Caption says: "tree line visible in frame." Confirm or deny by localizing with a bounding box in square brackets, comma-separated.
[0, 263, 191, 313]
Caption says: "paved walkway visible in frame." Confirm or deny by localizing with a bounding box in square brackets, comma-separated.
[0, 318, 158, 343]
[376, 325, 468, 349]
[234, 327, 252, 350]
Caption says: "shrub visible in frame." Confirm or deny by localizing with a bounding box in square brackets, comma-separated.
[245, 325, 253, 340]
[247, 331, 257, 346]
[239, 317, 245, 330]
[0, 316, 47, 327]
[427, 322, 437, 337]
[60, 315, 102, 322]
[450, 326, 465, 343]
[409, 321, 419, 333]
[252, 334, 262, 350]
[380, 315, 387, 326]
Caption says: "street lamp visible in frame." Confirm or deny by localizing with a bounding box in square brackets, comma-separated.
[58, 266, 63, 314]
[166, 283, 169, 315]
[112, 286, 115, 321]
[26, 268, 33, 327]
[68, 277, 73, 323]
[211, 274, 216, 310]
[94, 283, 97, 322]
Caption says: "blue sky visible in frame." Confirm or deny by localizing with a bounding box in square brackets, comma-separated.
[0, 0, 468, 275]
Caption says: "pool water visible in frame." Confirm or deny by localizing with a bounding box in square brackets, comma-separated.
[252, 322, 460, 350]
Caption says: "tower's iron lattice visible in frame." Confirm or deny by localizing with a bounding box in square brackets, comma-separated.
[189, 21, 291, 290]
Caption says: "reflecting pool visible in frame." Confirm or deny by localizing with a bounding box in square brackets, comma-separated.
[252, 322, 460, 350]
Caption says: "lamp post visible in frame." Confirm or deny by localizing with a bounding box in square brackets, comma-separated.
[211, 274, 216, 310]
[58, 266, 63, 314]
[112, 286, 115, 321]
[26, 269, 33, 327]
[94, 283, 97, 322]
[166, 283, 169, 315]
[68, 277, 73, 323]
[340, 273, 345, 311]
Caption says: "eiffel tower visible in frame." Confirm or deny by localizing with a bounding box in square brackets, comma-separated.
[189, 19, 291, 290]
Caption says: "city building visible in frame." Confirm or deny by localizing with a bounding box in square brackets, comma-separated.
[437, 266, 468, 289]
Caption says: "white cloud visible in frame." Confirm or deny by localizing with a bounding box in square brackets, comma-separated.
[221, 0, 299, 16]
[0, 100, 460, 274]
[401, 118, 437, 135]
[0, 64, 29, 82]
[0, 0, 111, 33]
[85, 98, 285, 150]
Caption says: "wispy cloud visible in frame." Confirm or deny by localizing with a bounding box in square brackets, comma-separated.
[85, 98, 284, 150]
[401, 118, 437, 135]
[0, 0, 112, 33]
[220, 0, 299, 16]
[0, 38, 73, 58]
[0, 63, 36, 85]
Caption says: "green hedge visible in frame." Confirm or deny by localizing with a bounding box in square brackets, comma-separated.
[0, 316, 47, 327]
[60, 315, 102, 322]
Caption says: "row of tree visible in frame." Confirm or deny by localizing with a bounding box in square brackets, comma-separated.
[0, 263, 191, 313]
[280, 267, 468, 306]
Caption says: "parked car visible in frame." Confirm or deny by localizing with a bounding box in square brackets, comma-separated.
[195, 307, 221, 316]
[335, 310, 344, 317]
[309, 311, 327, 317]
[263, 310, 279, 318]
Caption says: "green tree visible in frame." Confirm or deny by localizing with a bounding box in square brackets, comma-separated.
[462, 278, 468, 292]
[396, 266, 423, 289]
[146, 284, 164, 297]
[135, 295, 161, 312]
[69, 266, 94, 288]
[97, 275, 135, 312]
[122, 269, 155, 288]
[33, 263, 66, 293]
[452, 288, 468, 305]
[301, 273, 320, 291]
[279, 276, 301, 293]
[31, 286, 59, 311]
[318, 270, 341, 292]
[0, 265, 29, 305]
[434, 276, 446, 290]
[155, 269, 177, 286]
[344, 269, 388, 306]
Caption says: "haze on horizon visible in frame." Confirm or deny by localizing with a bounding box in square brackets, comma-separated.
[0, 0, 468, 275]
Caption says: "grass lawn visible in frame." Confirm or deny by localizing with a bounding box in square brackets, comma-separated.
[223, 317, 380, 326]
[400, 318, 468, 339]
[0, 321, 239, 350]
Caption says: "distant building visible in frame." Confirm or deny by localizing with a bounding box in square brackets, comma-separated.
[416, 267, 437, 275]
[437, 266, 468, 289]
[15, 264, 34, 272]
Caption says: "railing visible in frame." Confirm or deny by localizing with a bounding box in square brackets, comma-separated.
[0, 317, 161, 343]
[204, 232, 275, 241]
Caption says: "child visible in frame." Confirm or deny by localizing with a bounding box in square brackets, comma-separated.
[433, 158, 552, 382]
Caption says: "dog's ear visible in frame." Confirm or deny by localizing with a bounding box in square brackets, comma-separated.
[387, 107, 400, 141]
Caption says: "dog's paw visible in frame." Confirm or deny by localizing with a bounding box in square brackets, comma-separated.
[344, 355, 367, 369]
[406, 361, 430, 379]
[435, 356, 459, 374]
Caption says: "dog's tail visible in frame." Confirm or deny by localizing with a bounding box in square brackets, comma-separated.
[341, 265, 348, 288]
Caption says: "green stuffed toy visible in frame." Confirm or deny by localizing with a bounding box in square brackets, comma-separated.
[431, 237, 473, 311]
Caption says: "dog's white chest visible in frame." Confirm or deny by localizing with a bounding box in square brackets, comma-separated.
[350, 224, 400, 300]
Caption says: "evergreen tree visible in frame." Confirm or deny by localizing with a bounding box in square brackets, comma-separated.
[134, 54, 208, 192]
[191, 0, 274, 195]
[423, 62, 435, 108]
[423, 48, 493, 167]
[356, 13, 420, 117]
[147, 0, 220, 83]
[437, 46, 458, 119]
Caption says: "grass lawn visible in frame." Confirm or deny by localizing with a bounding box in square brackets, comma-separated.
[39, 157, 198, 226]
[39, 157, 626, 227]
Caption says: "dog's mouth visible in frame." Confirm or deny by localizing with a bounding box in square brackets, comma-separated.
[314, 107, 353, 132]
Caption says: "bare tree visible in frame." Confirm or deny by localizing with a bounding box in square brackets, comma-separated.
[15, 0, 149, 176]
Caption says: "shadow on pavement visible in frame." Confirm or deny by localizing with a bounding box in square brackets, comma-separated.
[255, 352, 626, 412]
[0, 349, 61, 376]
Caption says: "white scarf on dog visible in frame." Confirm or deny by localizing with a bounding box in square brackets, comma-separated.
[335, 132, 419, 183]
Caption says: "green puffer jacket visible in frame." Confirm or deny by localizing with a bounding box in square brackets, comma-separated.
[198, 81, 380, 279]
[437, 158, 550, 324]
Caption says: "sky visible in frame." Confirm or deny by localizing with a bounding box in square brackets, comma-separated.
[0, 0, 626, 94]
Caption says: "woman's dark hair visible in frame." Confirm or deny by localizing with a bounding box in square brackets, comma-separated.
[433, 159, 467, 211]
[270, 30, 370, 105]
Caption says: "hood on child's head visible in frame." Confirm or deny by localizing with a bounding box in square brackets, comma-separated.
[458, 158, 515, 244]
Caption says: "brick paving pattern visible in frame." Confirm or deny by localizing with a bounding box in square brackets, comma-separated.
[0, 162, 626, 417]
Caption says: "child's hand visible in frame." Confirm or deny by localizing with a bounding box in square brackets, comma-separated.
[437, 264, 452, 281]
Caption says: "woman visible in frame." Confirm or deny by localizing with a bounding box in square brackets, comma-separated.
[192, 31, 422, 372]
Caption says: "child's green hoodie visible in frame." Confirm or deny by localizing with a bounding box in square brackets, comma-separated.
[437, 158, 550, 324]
#####
PROBLEM REQUIREMENTS:
Put all the entries above into a Markdown table with the columns Row and Line, giving each line its own numbered row and omitting blank lines.

SOLUTION TO THIS TASK:
| Row | Line |
|---|---|
| 1 | Caption says: "tree line visible in frame." Confirm or deny by localizing with a bounding box in square brackets, comma-separated. |
| 2 | [0, 263, 191, 313] |
| 3 | Caption says: "paved walkway visible in frame." Confirm or deny by localizing with a bounding box in square brackets, comma-separated. |
| 4 | [0, 318, 158, 343] |
| 5 | [376, 325, 468, 349] |
| 6 | [234, 327, 252, 350] |
| 7 | Caption says: "shrub visible in frame." Confirm or deny by localizing with a bounding box in square brackets, comma-separated. |
| 8 | [245, 325, 253, 340] |
| 9 | [247, 331, 257, 346] |
| 10 | [239, 317, 245, 330] |
| 11 | [0, 316, 47, 327] |
| 12 | [427, 322, 437, 337] |
| 13 | [60, 315, 102, 322] |
| 14 | [450, 326, 465, 343] |
| 15 | [409, 321, 419, 333] |
| 16 | [252, 334, 262, 350] |
| 17 | [380, 315, 387, 326] |
| 18 | Caption says: "street lamp visible in frame." Confirm or deny by localizing with a bounding box in square brackets, comma-separated. |
| 19 | [58, 266, 63, 314] |
| 20 | [166, 283, 169, 315] |
| 21 | [112, 286, 115, 321] |
| 22 | [26, 268, 33, 327] |
| 23 | [68, 277, 73, 323] |
| 24 | [211, 274, 216, 310] |
| 25 | [94, 283, 97, 322] |
| 26 | Caption says: "blue sky visible in frame." Confirm or deny by localizing with a bounding box in square brackets, comma-separated. |
| 27 | [0, 0, 468, 275] |
| 28 | Caption says: "pool water visible in frame." Confirm or deny by localizing with a bounding box in square brackets, comma-separated. |
| 29 | [252, 322, 460, 350] |
| 30 | Caption says: "tower's iron lattice visible in frame." Confirm or deny by localizing with a bounding box in square brackets, comma-separated. |
| 31 | [189, 21, 291, 290] |
| 32 | Caption says: "reflecting pool visible in frame." Confirm or deny by localizing with a bounding box in square brackets, comma-separated. |
| 33 | [252, 322, 460, 350] |
| 34 | Caption says: "lamp post visible in frame." Confirm or deny by localizing with a bounding box in square brackets, comma-separated. |
| 35 | [211, 274, 216, 310] |
| 36 | [58, 266, 63, 314] |
| 37 | [112, 286, 115, 321] |
| 38 | [26, 269, 33, 327] |
| 39 | [94, 283, 97, 322] |
| 40 | [166, 283, 169, 315] |
| 41 | [68, 277, 73, 323] |
| 42 | [340, 273, 345, 311] |
| 43 | Caption says: "eiffel tower visible in frame." Confirm or deny by localizing with a bounding box in square brackets, comma-separated. |
| 44 | [189, 19, 291, 290] |
| 45 | Caption says: "city building visible in frame." Confirm or deny by localizing with a bounding box in square brackets, comma-separated. |
| 46 | [437, 266, 468, 289] |
| 47 | Caption says: "white cloud visible in frame." Confirm or deny by localizing with a bounding box in square brackets, comma-separated. |
| 48 | [221, 0, 299, 16] |
| 49 | [0, 100, 460, 274] |
| 50 | [401, 118, 437, 135] |
| 51 | [0, 64, 29, 82] |
| 52 | [0, 0, 111, 33] |
| 53 | [85, 98, 285, 150] |
| 54 | Caption says: "wispy cloud visible in frame." Confirm or deny by localizing with a bounding box in square brackets, comma-separated. |
| 55 | [85, 98, 284, 150] |
| 56 | [401, 118, 437, 135] |
| 57 | [0, 0, 112, 33] |
| 58 | [220, 0, 299, 16] |
| 59 | [0, 38, 73, 58] |
| 60 | [0, 63, 36, 85] |
| 61 | Caption says: "green hedge visible in frame." Confirm or deny by localizing with a bounding box in square brackets, comma-separated. |
| 62 | [0, 316, 47, 327] |
| 63 | [60, 315, 102, 322] |
| 64 | Caption says: "row of tree visible in frame." Confirm or deny by localizing with a bounding box in square brackets, comma-separated. |
| 65 | [0, 263, 191, 313] |
| 66 | [280, 267, 468, 306] |
| 67 | Caption says: "parked car visible in frame." Confirm or deny by localizing with a bounding box in square brackets, comma-separated. |
| 68 | [195, 307, 221, 316] |
| 69 | [335, 310, 344, 317] |
| 70 | [309, 311, 327, 317] |
| 71 | [263, 310, 279, 318] |
| 72 | Caption says: "green tree visible in frame." Confirm or deny by localizing with a bounding box in square brackets, comma-separated. |
| 73 | [462, 278, 468, 292] |
| 74 | [396, 266, 423, 289] |
| 75 | [146, 284, 164, 297] |
| 76 | [135, 295, 161, 312] |
| 77 | [69, 266, 94, 288] |
| 78 | [97, 275, 135, 312] |
| 79 | [122, 269, 155, 288] |
| 80 | [33, 263, 66, 293] |
| 81 | [452, 288, 468, 305] |
| 82 | [301, 273, 320, 291] |
| 83 | [279, 276, 301, 293] |
| 84 | [31, 286, 59, 311] |
| 85 | [318, 270, 341, 292] |
| 86 | [0, 265, 29, 305] |
| 87 | [434, 276, 446, 290] |
| 88 | [155, 269, 177, 286] |
| 89 | [344, 269, 388, 306] |
| 90 | Caption says: "haze on horizon visible in frame." Confirm or deny by localizing with a bounding box in square brackets, comma-separated. |
| 91 | [0, 0, 468, 275] |
| 92 | Caption says: "grass lawn visible in frame." Confirm or deny by localizing with a bounding box in square brackets, comma-separated. |
| 93 | [223, 317, 380, 326] |
| 94 | [400, 318, 468, 339] |
| 95 | [0, 321, 239, 350] |
| 96 | Caption says: "distant building visible in frame." Confirm or deny by localizing with a bounding box in square brackets, comma-separated. |
| 97 | [416, 267, 437, 275] |
| 98 | [437, 266, 468, 289] |
| 99 | [15, 264, 34, 272] |
| 100 | Caption says: "railing visible in frame." Confirm or deny by localizing with a bounding box in square brackets, comma-separated. |
| 101 | [0, 317, 161, 343] |
| 102 | [204, 232, 275, 241] |
| 103 | Caption says: "child visible in frame." Confirm or deny by localizing with a bounding box in square brackets, comma-separated. |
| 104 | [433, 158, 552, 382] |
| 105 | Caption says: "dog's ear visible in frame." Confirm or deny by localizing with a bounding box in square brackets, comma-separated. |
| 106 | [387, 107, 400, 141] |
| 107 | Caption says: "dog's paw visible in frame." Confirm or deny by localizing with a bounding box in square brackets, comma-separated. |
| 108 | [344, 355, 367, 369] |
| 109 | [406, 361, 430, 379] |
| 110 | [435, 356, 459, 374] |
| 111 | Caption says: "dog's tail visible in frame." Confirm or deny by localizing with a bounding box in square brackets, comma-separated. |
| 112 | [341, 265, 348, 288] |
| 113 | Caption says: "green stuffed toy visible in frame." Confirm or deny by localizing with a bounding box in square brackets, comma-separated. |
| 114 | [431, 237, 473, 311] |
| 115 | Caption says: "dog's white chest visible in frame." Confirm or deny by localizing with a bounding box in square brackets, comma-separated. |
| 116 | [350, 224, 400, 300] |
| 117 | Caption says: "evergreen tree visible in frame." Confirm or deny by localizing with a bounding box in square brackets, comma-separated. |
| 118 | [134, 54, 208, 192] |
| 119 | [191, 0, 274, 195] |
| 120 | [423, 62, 435, 108] |
| 121 | [423, 48, 493, 167] |
| 122 | [356, 13, 420, 117] |
| 123 | [147, 0, 220, 83] |
| 124 | [437, 46, 458, 119] |
| 125 | Caption says: "grass lawn visible in frame." Confirm or deny by localizing with a bounding box in square brackets, comma-separated. |
| 126 | [39, 157, 198, 226] |
| 127 | [39, 157, 626, 227] |
| 128 | Caption says: "dog's mouth visible in frame." Confirm or deny by localizing with a bounding box in square brackets, comma-separated. |
| 129 | [314, 107, 353, 132] |
| 130 | Caption says: "bare tree visible in frame." Confirm or deny by localizing with a bounding box in square brackets, comma-separated. |
| 131 | [15, 0, 149, 176] |
| 132 | Caption says: "shadow on pavement visible in frame." Confirm or deny by localizing with a bounding box in square brackets, comma-separated. |
| 133 | [255, 352, 626, 412] |
| 134 | [0, 349, 61, 376] |
| 135 | Caption says: "white scarf on dog visible in frame." Confirm or deny by localizing with a bounding box in square brackets, comma-separated. |
| 136 | [335, 132, 419, 183] |
| 137 | Caption says: "green puffer jacket visible in frame." Confirm or deny by localizing with a bounding box in square brackets, comma-separated. |
| 138 | [198, 81, 380, 279] |
| 139 | [437, 158, 550, 324] |
| 140 | Caption says: "sky visible in frame." Confirm or deny by localizing with a bounding box in square brackets, comma-separated. |
| 141 | [0, 0, 626, 94] |
| 142 | Caption says: "woman's dark hair visible in frame." Confirm or deny by localizing with a bounding box in square brackets, comma-separated. |
| 143 | [433, 159, 467, 211] |
| 144 | [270, 30, 370, 105] |
| 145 | Caption says: "hood on child's head visible in frame." Confirm or deny by localizing with a bounding box in square brackets, comma-separated. |
| 146 | [458, 158, 515, 244] |
| 147 | Caption says: "brick paving pattern visible in frame." Confirm or deny by localizing with a bounding box in square brackets, comma-separated. |
| 148 | [0, 162, 626, 417] |
| 149 | Caption says: "child's hand visible in frame." Confirm or deny by localizing with a bounding box in square brackets, comma-separated. |
| 150 | [437, 264, 452, 281] |
| 151 | Caption says: "woman visible in frame." Confirm or deny by localizing with a bounding box in square brackets, comma-separated. |
| 152 | [192, 31, 422, 372] |
| 153 | Caption says: "child's green hoodie visible in frame." Confirm or deny by localizing with a bounding box in square brackets, comma-separated. |
| 154 | [437, 158, 550, 324] |